---- Study material
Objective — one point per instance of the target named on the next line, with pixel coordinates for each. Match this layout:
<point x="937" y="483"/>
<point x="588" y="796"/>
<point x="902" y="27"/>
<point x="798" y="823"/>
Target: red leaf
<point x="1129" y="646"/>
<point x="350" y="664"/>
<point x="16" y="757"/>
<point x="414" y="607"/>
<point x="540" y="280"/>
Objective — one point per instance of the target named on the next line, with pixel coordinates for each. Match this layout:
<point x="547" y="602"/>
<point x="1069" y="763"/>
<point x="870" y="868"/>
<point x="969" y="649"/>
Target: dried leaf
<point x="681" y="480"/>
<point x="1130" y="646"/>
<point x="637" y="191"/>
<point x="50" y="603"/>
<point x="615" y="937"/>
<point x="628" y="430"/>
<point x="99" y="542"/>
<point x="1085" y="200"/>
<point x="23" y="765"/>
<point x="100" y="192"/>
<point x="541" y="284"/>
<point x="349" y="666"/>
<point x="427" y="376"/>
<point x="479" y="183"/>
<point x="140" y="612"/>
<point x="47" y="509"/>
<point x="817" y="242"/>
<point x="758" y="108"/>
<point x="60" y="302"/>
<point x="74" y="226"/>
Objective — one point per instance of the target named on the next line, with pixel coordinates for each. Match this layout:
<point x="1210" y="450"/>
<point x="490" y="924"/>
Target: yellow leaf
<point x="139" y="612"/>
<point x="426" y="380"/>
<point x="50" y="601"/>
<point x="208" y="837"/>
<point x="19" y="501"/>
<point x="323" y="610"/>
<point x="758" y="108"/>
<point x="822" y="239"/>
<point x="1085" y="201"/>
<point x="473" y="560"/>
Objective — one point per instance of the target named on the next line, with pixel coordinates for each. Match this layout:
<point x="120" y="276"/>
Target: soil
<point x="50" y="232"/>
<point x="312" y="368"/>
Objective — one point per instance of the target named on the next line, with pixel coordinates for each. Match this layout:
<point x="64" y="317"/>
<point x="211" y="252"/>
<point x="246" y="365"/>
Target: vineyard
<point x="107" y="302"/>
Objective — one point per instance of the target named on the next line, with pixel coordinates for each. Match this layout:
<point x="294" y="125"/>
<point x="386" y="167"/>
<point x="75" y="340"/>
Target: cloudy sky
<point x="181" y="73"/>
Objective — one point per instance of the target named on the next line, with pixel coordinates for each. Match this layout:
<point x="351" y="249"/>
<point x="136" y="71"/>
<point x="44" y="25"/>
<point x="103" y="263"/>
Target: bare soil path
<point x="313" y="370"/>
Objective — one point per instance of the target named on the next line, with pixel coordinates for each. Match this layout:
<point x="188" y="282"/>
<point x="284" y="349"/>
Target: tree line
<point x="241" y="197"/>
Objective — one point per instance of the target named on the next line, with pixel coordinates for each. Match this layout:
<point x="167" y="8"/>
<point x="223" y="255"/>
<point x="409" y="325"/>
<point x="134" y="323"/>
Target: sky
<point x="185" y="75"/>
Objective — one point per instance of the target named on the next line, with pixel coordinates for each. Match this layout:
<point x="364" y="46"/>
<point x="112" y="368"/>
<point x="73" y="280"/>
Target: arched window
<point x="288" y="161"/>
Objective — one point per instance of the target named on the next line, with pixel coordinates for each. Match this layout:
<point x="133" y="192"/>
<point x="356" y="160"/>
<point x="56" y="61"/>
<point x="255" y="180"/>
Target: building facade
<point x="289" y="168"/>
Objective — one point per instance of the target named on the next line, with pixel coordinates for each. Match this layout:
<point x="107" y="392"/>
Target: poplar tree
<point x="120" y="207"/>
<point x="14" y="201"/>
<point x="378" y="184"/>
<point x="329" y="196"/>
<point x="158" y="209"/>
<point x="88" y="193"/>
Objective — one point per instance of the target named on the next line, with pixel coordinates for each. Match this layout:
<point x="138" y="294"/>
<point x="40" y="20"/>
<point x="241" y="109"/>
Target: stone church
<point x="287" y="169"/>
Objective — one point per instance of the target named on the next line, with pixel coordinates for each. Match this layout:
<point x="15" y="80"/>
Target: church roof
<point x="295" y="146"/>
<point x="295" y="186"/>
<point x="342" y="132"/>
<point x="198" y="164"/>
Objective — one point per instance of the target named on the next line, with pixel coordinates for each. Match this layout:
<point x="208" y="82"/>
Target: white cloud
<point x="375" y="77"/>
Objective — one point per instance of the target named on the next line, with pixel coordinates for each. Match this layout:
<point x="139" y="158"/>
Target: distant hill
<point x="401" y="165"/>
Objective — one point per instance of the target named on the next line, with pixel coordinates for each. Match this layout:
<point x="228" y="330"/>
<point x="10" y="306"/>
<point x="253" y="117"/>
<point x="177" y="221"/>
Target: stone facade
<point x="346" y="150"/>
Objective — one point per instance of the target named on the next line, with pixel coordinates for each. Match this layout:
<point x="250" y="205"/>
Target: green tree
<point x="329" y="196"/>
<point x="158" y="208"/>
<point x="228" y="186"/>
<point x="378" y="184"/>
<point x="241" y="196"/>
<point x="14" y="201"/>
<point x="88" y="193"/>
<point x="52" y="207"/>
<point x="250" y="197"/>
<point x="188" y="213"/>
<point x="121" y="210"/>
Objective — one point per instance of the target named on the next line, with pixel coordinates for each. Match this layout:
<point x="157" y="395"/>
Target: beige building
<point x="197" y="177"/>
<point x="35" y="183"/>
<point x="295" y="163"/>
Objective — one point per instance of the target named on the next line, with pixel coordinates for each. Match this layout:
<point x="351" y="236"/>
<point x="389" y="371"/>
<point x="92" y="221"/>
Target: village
--------
-- Exercise requirements --
Repeat the entries exactly as they appear.

-- The answer --
Objective — one point per instance of the target named on the next line, with pixel coordinates for each. Match this layout:
<point x="937" y="483"/>
<point x="588" y="796"/>
<point x="902" y="27"/>
<point x="798" y="823"/>
Target: red leaf
<point x="1129" y="646"/>
<point x="350" y="664"/>
<point x="16" y="757"/>
<point x="414" y="607"/>
<point x="540" y="280"/>
Objective — one point per instance of the target named on the next line, with pixel coordinates for each. Match this layout:
<point x="547" y="602"/>
<point x="1069" y="763"/>
<point x="870" y="868"/>
<point x="969" y="649"/>
Target: dried leaf
<point x="681" y="480"/>
<point x="1130" y="646"/>
<point x="637" y="191"/>
<point x="50" y="603"/>
<point x="615" y="937"/>
<point x="628" y="430"/>
<point x="99" y="542"/>
<point x="1085" y="200"/>
<point x="23" y="765"/>
<point x="100" y="192"/>
<point x="541" y="284"/>
<point x="349" y="666"/>
<point x="427" y="376"/>
<point x="479" y="183"/>
<point x="140" y="612"/>
<point x="47" y="509"/>
<point x="817" y="242"/>
<point x="758" y="108"/>
<point x="60" y="302"/>
<point x="74" y="226"/>
Objective — one point per instance of the target named on the next line, with pixel coordinates for each. Match this layout:
<point x="1210" y="450"/>
<point x="490" y="924"/>
Target: yellow leaf
<point x="139" y="612"/>
<point x="426" y="380"/>
<point x="50" y="601"/>
<point x="208" y="837"/>
<point x="19" y="501"/>
<point x="323" y="610"/>
<point x="758" y="108"/>
<point x="822" y="239"/>
<point x="1085" y="201"/>
<point x="473" y="560"/>
Objective — one point per instance of the target named on the next line, with pixel coordinates for each. Match this layout:
<point x="120" y="276"/>
Target: soil
<point x="50" y="232"/>
<point x="312" y="368"/>
Objective — one point per instance of the target named on the next line, with pixel coordinates for each. Match this layout:
<point x="64" y="317"/>
<point x="211" y="252"/>
<point x="246" y="365"/>
Target: vineyard
<point x="107" y="302"/>
Objective — one point per instance of the target named on the next line, with pixel coordinates for each. Match this layout:
<point x="294" y="125"/>
<point x="386" y="167"/>
<point x="75" y="340"/>
Target: cloudy sky
<point x="181" y="73"/>
Objective — one point per instance of the target named on the next line, with pixel coordinates for each. Match this layout:
<point x="351" y="249"/>
<point x="136" y="71"/>
<point x="44" y="25"/>
<point x="103" y="263"/>
Target: bare soil path
<point x="313" y="370"/>
Objective — one point per instance of the target named on the next line, with pixel coordinates for each. Match this layout:
<point x="188" y="282"/>
<point x="284" y="349"/>
Target: tree line
<point x="241" y="197"/>
Objective — one point per instance of the target named on the next line, with pixel coordinates for each. Match this layout:
<point x="167" y="8"/>
<point x="223" y="255"/>
<point x="409" y="325"/>
<point x="134" y="323"/>
Target: sky
<point x="185" y="75"/>
Objective — one point per instance of the target named on the next line, with pixel coordinates for each. Match this layout:
<point x="364" y="46"/>
<point x="112" y="368"/>
<point x="73" y="280"/>
Target: arched window
<point x="288" y="161"/>
Objective — one point per instance of the target named on the next line, with pixel coordinates for each. Match this layout:
<point x="133" y="192"/>
<point x="356" y="160"/>
<point x="56" y="61"/>
<point x="255" y="180"/>
Target: building facade
<point x="289" y="168"/>
Objective — one point per instance of the target named on the next line, with pixel coordinates for each. Match this layout:
<point x="107" y="392"/>
Target: poplar tree
<point x="120" y="207"/>
<point x="14" y="201"/>
<point x="378" y="184"/>
<point x="329" y="196"/>
<point x="158" y="209"/>
<point x="88" y="193"/>
Objective — one point per instance of the target named on the next line, with pixel coordinates for each. Match this layout:
<point x="138" y="294"/>
<point x="40" y="20"/>
<point x="241" y="109"/>
Target: stone church
<point x="287" y="169"/>
Objective — one point per instance of the target named on the next line, with pixel coordinates for each. Match this layout:
<point x="15" y="80"/>
Target: church roof
<point x="295" y="146"/>
<point x="295" y="186"/>
<point x="342" y="132"/>
<point x="198" y="164"/>
Objective — one point per instance of the target named on the next line, with pixel coordinates for each. Match this layout:
<point x="208" y="82"/>
Target: white cloud
<point x="375" y="77"/>
Objective — one point per instance of the target named on the next line, with pixel coordinates for each. Match this layout:
<point x="139" y="158"/>
Target: distant hill
<point x="401" y="165"/>
Objective — one point per instance of the target named on the next line, with pixel coordinates for each. Match this layout:
<point x="228" y="330"/>
<point x="10" y="306"/>
<point x="253" y="117"/>
<point x="177" y="221"/>
Target: stone facade
<point x="346" y="150"/>
Objective — one point per instance of the target named on the next line, with pixel coordinates for each. Match this layout:
<point x="250" y="205"/>
Target: green tree
<point x="329" y="196"/>
<point x="158" y="208"/>
<point x="228" y="186"/>
<point x="378" y="184"/>
<point x="241" y="196"/>
<point x="14" y="201"/>
<point x="88" y="193"/>
<point x="52" y="207"/>
<point x="250" y="197"/>
<point x="188" y="213"/>
<point x="121" y="210"/>
Objective — one point per instance of the target named on the next line, with pixel coordinates for each. Match this layout:
<point x="157" y="395"/>
Target: beige building
<point x="197" y="177"/>
<point x="35" y="183"/>
<point x="295" y="163"/>
Objective — one point per instance of the target named on the next line, with pixel coordinates for each. Match this layout:
<point x="351" y="236"/>
<point x="389" y="371"/>
<point x="92" y="221"/>
Target: village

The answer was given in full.